PROBLEM DETAILS => For each line below, check for "green"; give only the total of lines where it occurs.
**** RECORDS TO USE ****
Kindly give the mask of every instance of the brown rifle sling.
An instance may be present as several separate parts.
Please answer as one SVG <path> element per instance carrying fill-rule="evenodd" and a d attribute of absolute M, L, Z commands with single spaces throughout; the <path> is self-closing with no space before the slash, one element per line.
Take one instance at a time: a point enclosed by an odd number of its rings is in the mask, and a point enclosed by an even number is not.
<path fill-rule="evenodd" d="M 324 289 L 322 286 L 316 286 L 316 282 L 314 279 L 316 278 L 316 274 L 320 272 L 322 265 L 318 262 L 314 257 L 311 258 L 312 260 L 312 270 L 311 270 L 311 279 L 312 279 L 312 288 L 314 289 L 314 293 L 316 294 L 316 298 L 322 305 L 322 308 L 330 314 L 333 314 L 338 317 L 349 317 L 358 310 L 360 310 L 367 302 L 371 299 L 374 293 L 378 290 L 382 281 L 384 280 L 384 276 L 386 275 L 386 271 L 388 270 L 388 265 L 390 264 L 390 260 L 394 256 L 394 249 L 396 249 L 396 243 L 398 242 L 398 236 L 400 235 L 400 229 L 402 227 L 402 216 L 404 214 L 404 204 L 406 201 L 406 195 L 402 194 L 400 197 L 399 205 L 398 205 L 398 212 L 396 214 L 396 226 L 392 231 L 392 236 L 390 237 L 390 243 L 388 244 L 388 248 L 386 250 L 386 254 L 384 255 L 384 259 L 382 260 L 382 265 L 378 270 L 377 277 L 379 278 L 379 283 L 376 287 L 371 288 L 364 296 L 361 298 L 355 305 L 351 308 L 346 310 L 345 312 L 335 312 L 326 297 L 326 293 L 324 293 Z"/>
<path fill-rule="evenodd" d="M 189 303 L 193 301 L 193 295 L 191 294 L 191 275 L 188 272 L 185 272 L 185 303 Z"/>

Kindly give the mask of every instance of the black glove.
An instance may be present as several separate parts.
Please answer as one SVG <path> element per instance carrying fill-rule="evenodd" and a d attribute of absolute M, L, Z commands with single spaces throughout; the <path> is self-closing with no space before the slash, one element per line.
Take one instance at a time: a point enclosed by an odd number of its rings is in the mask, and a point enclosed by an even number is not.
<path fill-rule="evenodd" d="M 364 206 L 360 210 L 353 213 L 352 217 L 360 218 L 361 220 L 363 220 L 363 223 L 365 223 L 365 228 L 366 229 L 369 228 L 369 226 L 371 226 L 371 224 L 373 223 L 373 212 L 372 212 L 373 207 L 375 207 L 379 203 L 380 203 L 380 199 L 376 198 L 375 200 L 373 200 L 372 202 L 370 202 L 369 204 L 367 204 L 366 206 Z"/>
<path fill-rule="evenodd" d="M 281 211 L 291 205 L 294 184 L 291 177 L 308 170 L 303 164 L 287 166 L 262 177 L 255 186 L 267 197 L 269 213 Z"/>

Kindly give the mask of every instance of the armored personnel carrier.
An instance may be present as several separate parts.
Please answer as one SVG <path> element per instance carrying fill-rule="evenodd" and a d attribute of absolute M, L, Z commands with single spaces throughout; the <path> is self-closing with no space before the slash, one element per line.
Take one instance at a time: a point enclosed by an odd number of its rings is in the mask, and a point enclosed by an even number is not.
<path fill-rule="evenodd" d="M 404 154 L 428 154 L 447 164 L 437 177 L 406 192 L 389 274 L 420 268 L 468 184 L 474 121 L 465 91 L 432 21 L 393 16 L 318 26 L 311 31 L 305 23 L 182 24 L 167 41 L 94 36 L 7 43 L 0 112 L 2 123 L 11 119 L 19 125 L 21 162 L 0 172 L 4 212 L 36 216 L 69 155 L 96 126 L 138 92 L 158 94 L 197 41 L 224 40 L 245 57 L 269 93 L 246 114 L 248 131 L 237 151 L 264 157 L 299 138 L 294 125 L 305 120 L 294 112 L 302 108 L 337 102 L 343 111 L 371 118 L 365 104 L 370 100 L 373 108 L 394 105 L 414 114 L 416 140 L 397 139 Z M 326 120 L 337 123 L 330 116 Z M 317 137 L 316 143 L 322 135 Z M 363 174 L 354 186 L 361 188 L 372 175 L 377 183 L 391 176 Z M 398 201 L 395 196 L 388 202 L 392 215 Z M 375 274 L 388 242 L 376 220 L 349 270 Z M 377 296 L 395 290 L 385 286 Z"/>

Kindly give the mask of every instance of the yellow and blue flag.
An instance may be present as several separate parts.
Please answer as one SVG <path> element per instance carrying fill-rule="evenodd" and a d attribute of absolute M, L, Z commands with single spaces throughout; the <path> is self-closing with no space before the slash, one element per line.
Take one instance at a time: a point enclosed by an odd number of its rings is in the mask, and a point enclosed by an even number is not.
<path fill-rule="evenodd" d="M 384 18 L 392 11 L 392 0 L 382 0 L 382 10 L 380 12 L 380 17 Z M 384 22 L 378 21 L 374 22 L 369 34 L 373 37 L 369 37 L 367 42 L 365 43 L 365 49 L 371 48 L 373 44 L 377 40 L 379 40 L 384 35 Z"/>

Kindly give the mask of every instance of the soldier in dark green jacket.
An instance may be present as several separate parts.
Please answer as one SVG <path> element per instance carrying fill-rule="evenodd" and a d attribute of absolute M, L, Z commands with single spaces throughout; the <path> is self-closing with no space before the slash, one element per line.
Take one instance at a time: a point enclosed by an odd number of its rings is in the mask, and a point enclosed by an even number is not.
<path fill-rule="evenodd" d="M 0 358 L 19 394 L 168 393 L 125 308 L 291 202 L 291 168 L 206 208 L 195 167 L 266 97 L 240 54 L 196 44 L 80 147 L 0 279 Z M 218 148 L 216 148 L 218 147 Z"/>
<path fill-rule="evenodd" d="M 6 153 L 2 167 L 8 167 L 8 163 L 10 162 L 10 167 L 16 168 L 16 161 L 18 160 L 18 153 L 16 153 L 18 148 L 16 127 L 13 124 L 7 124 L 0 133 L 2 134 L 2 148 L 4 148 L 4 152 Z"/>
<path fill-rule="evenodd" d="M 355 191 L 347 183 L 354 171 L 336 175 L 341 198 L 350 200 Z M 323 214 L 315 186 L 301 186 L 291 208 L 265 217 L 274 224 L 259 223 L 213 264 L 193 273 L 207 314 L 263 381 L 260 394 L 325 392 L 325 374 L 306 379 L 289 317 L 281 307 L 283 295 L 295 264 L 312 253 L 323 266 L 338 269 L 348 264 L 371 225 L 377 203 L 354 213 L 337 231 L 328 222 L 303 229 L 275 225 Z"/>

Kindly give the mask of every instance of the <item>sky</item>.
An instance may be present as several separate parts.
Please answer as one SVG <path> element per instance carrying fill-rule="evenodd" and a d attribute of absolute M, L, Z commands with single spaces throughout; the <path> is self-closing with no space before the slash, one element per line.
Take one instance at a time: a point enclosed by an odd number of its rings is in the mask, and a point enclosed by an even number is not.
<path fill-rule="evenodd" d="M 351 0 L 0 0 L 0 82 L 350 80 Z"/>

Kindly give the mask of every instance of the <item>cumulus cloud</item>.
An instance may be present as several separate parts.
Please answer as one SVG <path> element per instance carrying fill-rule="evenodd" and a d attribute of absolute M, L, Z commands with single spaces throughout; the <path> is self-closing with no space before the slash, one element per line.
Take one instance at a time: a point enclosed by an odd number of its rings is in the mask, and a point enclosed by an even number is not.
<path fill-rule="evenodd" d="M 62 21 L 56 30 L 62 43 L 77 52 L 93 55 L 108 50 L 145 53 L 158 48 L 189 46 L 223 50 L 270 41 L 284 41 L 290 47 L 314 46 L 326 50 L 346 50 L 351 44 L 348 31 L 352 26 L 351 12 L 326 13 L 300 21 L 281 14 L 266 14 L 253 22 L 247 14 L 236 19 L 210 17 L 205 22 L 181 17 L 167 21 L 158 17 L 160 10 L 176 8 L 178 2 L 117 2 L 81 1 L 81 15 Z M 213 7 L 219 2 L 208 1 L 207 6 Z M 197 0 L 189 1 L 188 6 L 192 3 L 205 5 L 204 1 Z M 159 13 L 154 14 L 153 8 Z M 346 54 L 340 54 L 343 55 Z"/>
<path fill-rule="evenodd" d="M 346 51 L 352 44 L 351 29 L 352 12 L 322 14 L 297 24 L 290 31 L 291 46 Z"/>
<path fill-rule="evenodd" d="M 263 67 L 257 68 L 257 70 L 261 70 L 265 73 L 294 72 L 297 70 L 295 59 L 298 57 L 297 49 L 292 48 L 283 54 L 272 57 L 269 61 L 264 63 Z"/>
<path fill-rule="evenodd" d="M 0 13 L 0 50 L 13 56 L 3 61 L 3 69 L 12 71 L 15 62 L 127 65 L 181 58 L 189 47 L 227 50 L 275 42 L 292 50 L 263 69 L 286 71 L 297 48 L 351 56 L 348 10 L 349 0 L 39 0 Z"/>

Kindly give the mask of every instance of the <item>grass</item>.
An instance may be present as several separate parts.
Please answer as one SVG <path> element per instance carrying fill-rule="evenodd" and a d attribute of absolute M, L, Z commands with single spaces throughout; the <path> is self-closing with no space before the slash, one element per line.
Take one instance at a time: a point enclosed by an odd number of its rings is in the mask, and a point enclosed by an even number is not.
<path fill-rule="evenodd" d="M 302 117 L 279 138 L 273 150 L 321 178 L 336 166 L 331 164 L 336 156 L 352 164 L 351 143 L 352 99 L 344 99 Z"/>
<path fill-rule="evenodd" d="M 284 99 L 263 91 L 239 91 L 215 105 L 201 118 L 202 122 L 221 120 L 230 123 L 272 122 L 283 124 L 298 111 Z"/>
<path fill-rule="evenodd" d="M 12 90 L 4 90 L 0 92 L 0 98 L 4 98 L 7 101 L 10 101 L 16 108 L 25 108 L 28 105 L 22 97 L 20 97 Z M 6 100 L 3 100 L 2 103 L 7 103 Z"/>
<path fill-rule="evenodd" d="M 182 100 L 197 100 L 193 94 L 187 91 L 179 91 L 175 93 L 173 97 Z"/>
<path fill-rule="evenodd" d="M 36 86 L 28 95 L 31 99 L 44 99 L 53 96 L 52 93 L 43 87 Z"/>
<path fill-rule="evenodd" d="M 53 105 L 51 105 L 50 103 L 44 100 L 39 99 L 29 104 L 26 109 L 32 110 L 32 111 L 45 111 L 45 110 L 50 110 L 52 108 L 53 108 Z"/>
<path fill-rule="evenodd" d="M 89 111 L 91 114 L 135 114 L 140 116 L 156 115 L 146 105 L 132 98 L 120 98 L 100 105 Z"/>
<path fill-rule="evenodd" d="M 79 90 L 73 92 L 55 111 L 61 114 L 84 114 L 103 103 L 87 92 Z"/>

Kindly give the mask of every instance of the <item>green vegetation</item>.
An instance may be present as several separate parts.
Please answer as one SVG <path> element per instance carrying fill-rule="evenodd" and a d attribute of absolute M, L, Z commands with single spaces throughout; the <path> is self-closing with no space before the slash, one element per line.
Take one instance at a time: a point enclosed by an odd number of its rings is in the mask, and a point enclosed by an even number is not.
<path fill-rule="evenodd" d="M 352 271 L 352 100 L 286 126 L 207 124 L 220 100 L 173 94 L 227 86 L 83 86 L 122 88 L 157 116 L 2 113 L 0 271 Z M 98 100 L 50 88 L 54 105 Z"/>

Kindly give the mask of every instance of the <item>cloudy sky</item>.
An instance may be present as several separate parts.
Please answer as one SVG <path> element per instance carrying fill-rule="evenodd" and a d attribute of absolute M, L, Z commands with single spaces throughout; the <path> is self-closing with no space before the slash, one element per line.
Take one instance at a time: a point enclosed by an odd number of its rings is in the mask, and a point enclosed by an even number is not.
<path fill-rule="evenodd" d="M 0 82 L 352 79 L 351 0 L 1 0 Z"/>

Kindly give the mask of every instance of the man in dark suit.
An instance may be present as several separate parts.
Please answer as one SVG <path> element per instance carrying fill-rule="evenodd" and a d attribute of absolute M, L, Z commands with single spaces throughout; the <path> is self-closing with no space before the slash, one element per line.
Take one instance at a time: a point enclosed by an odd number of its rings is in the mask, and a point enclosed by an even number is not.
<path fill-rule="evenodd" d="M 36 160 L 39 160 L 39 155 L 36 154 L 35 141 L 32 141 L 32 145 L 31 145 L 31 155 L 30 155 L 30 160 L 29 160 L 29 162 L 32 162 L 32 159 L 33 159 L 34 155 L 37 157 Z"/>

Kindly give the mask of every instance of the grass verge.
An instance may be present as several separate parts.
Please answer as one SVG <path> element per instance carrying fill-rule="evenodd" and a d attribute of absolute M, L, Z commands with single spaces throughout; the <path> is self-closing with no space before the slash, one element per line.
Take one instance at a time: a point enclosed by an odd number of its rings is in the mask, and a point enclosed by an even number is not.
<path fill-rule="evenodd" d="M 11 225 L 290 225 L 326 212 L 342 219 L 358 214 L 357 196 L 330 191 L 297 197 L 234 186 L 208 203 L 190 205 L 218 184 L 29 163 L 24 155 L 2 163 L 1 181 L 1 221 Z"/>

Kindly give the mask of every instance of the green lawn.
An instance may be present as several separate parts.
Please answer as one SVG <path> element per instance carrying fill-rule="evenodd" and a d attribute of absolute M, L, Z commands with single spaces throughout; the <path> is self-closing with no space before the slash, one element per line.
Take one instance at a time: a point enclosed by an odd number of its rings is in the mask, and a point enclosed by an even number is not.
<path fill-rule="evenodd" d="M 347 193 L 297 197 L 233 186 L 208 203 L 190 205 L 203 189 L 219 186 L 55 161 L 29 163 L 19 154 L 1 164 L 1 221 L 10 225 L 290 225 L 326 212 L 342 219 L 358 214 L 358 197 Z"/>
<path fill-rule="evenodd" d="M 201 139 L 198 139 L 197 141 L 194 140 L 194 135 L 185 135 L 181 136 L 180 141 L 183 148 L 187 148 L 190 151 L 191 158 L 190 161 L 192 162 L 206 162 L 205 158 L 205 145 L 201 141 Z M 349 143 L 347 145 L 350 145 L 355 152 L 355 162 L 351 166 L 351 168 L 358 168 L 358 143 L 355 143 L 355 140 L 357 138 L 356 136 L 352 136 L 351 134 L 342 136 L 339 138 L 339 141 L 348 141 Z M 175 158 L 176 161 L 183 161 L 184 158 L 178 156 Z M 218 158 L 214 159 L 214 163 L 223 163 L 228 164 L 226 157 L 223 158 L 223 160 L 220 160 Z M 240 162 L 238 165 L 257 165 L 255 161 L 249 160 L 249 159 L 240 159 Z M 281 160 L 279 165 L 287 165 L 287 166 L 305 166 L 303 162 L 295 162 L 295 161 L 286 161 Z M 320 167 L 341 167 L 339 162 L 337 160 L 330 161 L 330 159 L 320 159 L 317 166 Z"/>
****
ANSWER BELOW => 3